##### TASK INPUTS
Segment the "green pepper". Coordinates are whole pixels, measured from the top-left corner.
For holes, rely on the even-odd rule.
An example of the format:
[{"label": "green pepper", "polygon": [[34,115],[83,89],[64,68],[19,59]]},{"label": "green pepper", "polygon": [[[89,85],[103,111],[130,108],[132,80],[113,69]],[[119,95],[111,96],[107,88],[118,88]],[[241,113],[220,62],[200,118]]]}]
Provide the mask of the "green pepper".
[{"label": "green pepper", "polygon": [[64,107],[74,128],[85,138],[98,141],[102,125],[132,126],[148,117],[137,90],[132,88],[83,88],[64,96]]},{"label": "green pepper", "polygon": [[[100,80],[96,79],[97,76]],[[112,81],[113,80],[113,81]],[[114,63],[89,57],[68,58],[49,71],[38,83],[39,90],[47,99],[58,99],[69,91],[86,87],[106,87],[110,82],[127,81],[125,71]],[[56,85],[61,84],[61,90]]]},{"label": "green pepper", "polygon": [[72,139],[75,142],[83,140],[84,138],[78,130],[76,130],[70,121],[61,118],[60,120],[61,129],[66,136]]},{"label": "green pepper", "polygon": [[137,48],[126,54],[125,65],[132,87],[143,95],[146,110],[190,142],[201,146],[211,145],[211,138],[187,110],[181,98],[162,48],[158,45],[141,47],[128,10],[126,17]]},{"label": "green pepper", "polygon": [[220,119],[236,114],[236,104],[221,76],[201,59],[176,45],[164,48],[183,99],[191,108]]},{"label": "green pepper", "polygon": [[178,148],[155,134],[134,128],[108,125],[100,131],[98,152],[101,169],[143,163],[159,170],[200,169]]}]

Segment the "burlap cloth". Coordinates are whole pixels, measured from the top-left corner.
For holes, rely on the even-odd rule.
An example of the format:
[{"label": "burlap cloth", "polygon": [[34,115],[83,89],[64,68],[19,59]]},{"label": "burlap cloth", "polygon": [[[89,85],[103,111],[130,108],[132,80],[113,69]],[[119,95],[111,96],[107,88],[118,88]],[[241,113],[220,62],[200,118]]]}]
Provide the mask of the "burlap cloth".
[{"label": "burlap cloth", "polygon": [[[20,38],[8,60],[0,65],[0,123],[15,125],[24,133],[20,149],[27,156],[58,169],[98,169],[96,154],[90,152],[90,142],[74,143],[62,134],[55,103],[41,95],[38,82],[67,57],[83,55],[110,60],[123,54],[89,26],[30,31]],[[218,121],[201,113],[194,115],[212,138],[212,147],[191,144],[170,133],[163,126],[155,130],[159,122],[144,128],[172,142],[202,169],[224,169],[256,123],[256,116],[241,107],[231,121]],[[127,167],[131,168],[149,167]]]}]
##########
◆ INSTRUCTIONS TO FOLLOW ◆
Tally the lines in the entries above that contain the string "Segment", treating uppercase and lowercase as different. Reply with the number alone.

◆ PROBLEM SOLUTION ◆
2